══ ページ抜粋
引き取り時のお写真
見た目は、どことなく和を感じますが、作りは洋風家具だと思います。
昔の茶箪笥などは、収納する箇所が引き違い戸などで作られています。
すべてが扉と引き出しで作られている辺りが、洋風を意識した作りです。
リメイク内容
現在使用している大型のテレビが収納できるように空間を作る。
高さを現在よりも低くする。
天板は、そのまま使用。
写真向かって左側に天板を支える脚を製作する。
表面を磨き、ウレタン塗装を施す。
DVDプレーヤーが収納できるように低い棚を製作する。
ガラスの汚れなどを磨いて綺麗にする。
配線コードの穴を開ける。
ビフォー、アフター
リメイク前 | リメイク後 |
リメイク後は、スッキリとした印象になりましたが、それでも収納はたっぷりできるので使い勝手は良いように思います。
現在主流の薄型で大型のテレビでも置けるようにスペースを確保しました。
納品した後の収納
納品後、収納されたお写真を送って頂きました。
DVDプレーヤーが収まる棚を付けたことで、色々なものがスッキリ収まってるように思えます。
後から、自分でどうにかしようとすると、このテレビの重さに耐えられるほどの厚みの板はなかなか無く、ホームセンターなどで売ってる何かで代用しようとすると、重みでたわんでしまったりするんですよね。
写真右側のガラス扉があるおかげで、ぱっと見で何が入っているのかわかるし、取り出しも楽なので使い勝手が良さそうです。
引き出しも多く、扉の収納も2つあるので、必要なものはほとんど収納できるんじゃないでしょうか。
収納後の素敵なお写真ありがとうございました。
修理
天板を取り外しました。
天板はダボ構造でつけられていました。
天板はフラッシュ構造で、ダボを打つ場所に下地が入っていて、他は空洞の構造でした。
════
:: 練習課題 ::
A - 家具リメイクの記事から、「DVDプレーヤーが収まる棚を」で始まり「天板はフラッシュ構造で、ダボを打つ場所に下地が入っていて、他は空洞の構造でした。」で終わる部分を書き写してください。
B - 家具リメイクの記事の「リメイク内容」には、どのような作業が挙げられていますか。すべて答えてください。
══ 項目一覧
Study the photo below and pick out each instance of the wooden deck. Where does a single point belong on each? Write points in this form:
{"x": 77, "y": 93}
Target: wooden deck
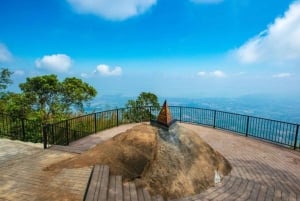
{"x": 105, "y": 187}
{"x": 261, "y": 171}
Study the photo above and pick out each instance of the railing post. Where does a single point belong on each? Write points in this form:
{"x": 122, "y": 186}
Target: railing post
{"x": 215, "y": 115}
{"x": 247, "y": 126}
{"x": 180, "y": 113}
{"x": 23, "y": 130}
{"x": 95, "y": 122}
{"x": 67, "y": 132}
{"x": 117, "y": 117}
{"x": 296, "y": 137}
{"x": 45, "y": 136}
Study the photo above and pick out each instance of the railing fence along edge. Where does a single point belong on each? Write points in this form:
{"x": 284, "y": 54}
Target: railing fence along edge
{"x": 64, "y": 132}
{"x": 20, "y": 128}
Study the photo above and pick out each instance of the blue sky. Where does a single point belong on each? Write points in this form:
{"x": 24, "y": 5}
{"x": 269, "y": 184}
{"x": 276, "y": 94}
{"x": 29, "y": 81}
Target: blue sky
{"x": 179, "y": 48}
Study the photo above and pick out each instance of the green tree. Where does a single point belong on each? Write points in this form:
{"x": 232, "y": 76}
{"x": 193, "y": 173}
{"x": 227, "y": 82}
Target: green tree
{"x": 44, "y": 93}
{"x": 16, "y": 105}
{"x": 75, "y": 93}
{"x": 53, "y": 100}
{"x": 5, "y": 78}
{"x": 141, "y": 108}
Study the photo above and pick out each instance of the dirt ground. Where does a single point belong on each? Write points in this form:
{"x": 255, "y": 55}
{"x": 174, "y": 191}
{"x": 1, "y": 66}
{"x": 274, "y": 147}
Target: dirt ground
{"x": 174, "y": 164}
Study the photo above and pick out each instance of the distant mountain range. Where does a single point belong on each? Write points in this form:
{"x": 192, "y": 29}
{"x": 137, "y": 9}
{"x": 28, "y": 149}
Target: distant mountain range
{"x": 271, "y": 107}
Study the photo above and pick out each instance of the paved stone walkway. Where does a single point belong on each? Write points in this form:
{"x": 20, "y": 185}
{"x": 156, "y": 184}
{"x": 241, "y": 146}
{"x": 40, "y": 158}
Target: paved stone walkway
{"x": 261, "y": 171}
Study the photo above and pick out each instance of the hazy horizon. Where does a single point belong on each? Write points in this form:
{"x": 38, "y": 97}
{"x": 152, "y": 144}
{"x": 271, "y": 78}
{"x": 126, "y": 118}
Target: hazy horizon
{"x": 180, "y": 48}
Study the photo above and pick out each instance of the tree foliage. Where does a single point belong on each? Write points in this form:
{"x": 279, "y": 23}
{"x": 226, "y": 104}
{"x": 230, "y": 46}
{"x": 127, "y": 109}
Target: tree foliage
{"x": 51, "y": 99}
{"x": 5, "y": 78}
{"x": 141, "y": 108}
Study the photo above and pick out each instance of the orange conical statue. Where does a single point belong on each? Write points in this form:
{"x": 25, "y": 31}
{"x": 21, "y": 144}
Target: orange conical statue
{"x": 165, "y": 117}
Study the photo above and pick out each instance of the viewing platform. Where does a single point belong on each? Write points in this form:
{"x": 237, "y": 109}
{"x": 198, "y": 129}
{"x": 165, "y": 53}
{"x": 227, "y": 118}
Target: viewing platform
{"x": 260, "y": 170}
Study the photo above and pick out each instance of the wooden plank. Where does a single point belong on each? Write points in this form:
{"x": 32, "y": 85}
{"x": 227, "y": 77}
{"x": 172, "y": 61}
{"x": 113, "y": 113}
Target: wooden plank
{"x": 277, "y": 195}
{"x": 140, "y": 194}
{"x": 112, "y": 188}
{"x": 98, "y": 186}
{"x": 133, "y": 193}
{"x": 119, "y": 189}
{"x": 93, "y": 183}
{"x": 254, "y": 192}
{"x": 293, "y": 196}
{"x": 270, "y": 194}
{"x": 147, "y": 196}
{"x": 126, "y": 191}
{"x": 246, "y": 193}
{"x": 159, "y": 198}
{"x": 104, "y": 184}
{"x": 262, "y": 193}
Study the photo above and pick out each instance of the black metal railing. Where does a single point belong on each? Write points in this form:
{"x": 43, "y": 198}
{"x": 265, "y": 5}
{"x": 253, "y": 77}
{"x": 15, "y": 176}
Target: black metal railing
{"x": 283, "y": 133}
{"x": 65, "y": 132}
{"x": 20, "y": 129}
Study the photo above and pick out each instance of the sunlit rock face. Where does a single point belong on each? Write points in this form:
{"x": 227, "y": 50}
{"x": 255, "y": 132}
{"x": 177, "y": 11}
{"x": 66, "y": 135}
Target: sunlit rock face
{"x": 182, "y": 164}
{"x": 164, "y": 119}
{"x": 174, "y": 163}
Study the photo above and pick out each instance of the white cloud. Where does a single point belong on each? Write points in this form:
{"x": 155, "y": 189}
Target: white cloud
{"x": 282, "y": 75}
{"x": 105, "y": 70}
{"x": 278, "y": 44}
{"x": 112, "y": 9}
{"x": 19, "y": 72}
{"x": 5, "y": 54}
{"x": 216, "y": 73}
{"x": 207, "y": 1}
{"x": 201, "y": 73}
{"x": 55, "y": 62}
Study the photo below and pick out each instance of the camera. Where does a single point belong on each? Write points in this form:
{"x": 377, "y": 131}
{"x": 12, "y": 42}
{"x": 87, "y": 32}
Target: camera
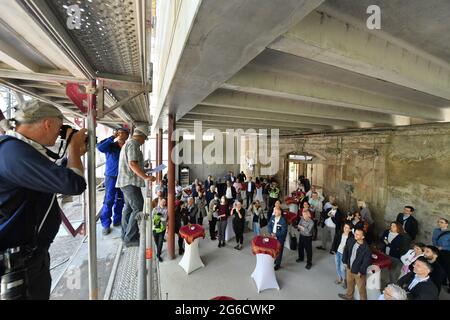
{"x": 14, "y": 279}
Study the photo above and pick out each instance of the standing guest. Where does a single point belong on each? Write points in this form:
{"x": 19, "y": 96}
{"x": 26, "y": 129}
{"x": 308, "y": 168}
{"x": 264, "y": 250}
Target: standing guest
{"x": 257, "y": 214}
{"x": 212, "y": 216}
{"x": 338, "y": 246}
{"x": 393, "y": 292}
{"x": 230, "y": 193}
{"x": 159, "y": 226}
{"x": 305, "y": 227}
{"x": 441, "y": 239}
{"x": 274, "y": 195}
{"x": 192, "y": 211}
{"x": 418, "y": 283}
{"x": 394, "y": 243}
{"x": 409, "y": 223}
{"x": 357, "y": 258}
{"x": 223, "y": 214}
{"x": 181, "y": 219}
{"x": 277, "y": 226}
{"x": 130, "y": 180}
{"x": 208, "y": 182}
{"x": 238, "y": 214}
{"x": 178, "y": 190}
{"x": 250, "y": 187}
{"x": 201, "y": 205}
{"x": 113, "y": 196}
{"x": 411, "y": 256}
{"x": 431, "y": 253}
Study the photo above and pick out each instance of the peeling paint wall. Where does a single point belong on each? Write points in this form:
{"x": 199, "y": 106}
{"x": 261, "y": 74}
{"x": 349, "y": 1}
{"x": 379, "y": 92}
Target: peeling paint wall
{"x": 387, "y": 169}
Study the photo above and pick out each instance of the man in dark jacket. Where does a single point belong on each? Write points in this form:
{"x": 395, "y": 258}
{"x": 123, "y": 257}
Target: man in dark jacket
{"x": 357, "y": 258}
{"x": 409, "y": 223}
{"x": 418, "y": 283}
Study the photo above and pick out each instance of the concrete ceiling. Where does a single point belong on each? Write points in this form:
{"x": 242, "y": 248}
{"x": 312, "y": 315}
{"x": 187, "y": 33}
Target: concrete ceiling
{"x": 328, "y": 72}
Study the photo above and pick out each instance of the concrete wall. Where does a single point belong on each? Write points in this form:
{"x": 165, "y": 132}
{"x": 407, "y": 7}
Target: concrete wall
{"x": 387, "y": 169}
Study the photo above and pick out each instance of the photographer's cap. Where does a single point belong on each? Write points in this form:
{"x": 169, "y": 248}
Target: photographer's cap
{"x": 141, "y": 131}
{"x": 35, "y": 110}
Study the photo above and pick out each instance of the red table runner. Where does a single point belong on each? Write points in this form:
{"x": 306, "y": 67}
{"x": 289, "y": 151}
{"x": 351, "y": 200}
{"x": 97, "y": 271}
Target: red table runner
{"x": 381, "y": 260}
{"x": 267, "y": 245}
{"x": 191, "y": 232}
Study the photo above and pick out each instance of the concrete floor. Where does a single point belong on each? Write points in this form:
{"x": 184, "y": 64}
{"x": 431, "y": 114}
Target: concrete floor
{"x": 227, "y": 273}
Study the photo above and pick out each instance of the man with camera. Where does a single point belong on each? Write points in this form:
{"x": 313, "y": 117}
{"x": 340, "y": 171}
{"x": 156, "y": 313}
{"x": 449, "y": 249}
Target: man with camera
{"x": 113, "y": 196}
{"x": 29, "y": 211}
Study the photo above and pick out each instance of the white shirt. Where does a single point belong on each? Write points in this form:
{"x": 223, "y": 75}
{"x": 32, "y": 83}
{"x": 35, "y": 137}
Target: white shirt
{"x": 416, "y": 281}
{"x": 277, "y": 219}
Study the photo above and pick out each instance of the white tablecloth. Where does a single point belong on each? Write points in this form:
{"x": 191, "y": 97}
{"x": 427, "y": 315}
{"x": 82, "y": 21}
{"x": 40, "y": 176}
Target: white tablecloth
{"x": 191, "y": 259}
{"x": 264, "y": 273}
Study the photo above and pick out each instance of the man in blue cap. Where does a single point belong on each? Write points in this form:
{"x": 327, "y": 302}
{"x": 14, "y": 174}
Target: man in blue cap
{"x": 113, "y": 196}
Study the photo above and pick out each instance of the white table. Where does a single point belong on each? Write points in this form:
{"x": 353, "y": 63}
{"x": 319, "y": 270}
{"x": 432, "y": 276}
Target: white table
{"x": 229, "y": 232}
{"x": 191, "y": 259}
{"x": 264, "y": 273}
{"x": 373, "y": 283}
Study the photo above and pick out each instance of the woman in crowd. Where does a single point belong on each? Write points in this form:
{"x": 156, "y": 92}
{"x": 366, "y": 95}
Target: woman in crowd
{"x": 441, "y": 239}
{"x": 257, "y": 214}
{"x": 238, "y": 224}
{"x": 394, "y": 243}
{"x": 409, "y": 257}
{"x": 339, "y": 242}
{"x": 222, "y": 215}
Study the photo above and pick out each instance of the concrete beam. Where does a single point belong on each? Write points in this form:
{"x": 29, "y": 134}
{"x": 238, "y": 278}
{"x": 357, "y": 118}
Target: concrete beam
{"x": 337, "y": 39}
{"x": 267, "y": 116}
{"x": 247, "y": 123}
{"x": 224, "y": 36}
{"x": 16, "y": 59}
{"x": 261, "y": 103}
{"x": 296, "y": 87}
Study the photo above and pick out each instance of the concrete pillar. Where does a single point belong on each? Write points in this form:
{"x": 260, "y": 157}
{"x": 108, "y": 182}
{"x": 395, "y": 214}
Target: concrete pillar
{"x": 171, "y": 190}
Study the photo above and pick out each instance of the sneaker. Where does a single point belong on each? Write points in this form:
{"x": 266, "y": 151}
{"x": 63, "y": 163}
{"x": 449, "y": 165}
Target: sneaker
{"x": 344, "y": 296}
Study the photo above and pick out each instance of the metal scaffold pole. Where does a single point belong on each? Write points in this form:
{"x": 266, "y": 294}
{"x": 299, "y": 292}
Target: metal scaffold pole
{"x": 91, "y": 223}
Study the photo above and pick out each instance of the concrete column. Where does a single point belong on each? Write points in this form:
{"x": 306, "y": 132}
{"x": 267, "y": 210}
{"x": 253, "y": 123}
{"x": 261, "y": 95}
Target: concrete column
{"x": 171, "y": 190}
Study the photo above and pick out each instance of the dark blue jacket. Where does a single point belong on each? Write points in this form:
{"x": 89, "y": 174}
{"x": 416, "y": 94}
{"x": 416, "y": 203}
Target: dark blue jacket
{"x": 363, "y": 257}
{"x": 27, "y": 174}
{"x": 281, "y": 228}
{"x": 112, "y": 151}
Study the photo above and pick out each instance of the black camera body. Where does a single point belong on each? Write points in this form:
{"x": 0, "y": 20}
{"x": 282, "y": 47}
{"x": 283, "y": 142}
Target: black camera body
{"x": 13, "y": 272}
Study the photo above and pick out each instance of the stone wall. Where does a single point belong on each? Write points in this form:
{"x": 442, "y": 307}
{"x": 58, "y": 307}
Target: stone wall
{"x": 387, "y": 168}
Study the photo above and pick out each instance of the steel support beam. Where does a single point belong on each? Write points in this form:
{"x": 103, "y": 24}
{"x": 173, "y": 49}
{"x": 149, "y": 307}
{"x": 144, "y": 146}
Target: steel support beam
{"x": 171, "y": 189}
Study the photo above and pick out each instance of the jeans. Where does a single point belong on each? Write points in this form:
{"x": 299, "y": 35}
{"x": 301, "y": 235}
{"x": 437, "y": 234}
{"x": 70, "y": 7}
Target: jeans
{"x": 159, "y": 240}
{"x": 134, "y": 203}
{"x": 280, "y": 255}
{"x": 113, "y": 197}
{"x": 305, "y": 244}
{"x": 340, "y": 268}
{"x": 256, "y": 228}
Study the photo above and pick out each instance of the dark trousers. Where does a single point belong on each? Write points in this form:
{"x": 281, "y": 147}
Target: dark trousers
{"x": 222, "y": 227}
{"x": 134, "y": 203}
{"x": 249, "y": 198}
{"x": 113, "y": 198}
{"x": 212, "y": 228}
{"x": 305, "y": 244}
{"x": 159, "y": 240}
{"x": 444, "y": 260}
{"x": 238, "y": 228}
{"x": 39, "y": 278}
{"x": 280, "y": 255}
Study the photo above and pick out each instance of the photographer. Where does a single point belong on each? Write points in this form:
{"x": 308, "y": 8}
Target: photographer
{"x": 29, "y": 182}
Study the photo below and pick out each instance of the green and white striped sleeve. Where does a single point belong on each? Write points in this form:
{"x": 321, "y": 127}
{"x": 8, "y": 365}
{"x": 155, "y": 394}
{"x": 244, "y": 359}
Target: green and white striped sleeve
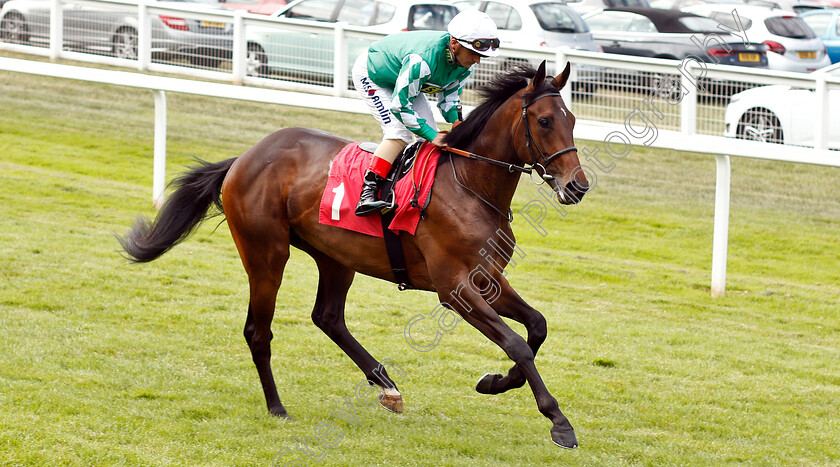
════
:: 課題別の解答 ::
A -
DVDプレーヤーが収まる棚を付けたことで、色々なものがスッキリ収まってるように思えます。
後から、自分でどうにかしようとすると、このテレビの重さに耐えられるほどの厚みの板はなかなか無く、ホームセンターなどで売ってる何かで代用しようとすると、重みでたわんでしまったりするんですよね。
写真右側のガラス扉があるおかげで、ぱっと見で何が入っているのかわかるし、取り出しも楽なので使い勝手が良さそうです。
引き出しも多く、扉の収納も2つあるので、必要なものはほとんど収納できるんじゃないでしょうか。
収納後の素敵なお写真ありがとうございました。
修理
天板を取り外しました。
天板はダボ構造でつけられていました。
天板はフラッシュ構造で、ダボを打つ場所に下地が入っていて、他は空洞の構造でした。

B -
・現在使用している大型のテレビが収納できるように空間を作る。
・高さを現在よりも低くする。
・天板は、そのまま使用。
・写真向かって左側に天板を支える脚を製作する。
・表面を磨き、ウレタン塗装を施す。
・DVDプレーヤーが収納できるように低い棚を製作する。
・ガラスの汚れなどを磨いて綺麗にする。
・配線コードの穴を開ける。